THE REQUEST: Rewrite the lines of the rows below as a numbered list, skipping any blank lines and leaving the pictures out of your answer.

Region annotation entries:
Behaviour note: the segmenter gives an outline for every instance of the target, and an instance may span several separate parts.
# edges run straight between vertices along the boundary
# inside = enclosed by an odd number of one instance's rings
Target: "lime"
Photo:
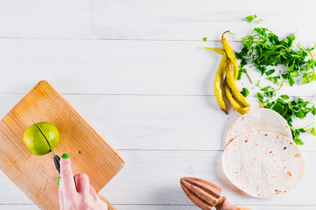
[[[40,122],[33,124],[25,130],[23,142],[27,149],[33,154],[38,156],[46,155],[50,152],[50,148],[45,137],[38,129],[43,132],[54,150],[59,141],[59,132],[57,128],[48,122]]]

COMPLETED TASK:
1. Behaviour note: the segmenter gives an outline for every instance of the target, and an instance may span several separate parts.
2. # edges run straight between vertices along the boundary
3. # inside = enclosed by an odd number of one instance's rings
4. Target: "lime"
5. Photo:
6. [[[40,122],[33,124],[25,130],[23,142],[27,149],[33,154],[38,156],[46,155],[50,152],[50,148],[45,137],[38,129],[43,132],[54,150],[59,141],[59,132],[57,128],[48,122]]]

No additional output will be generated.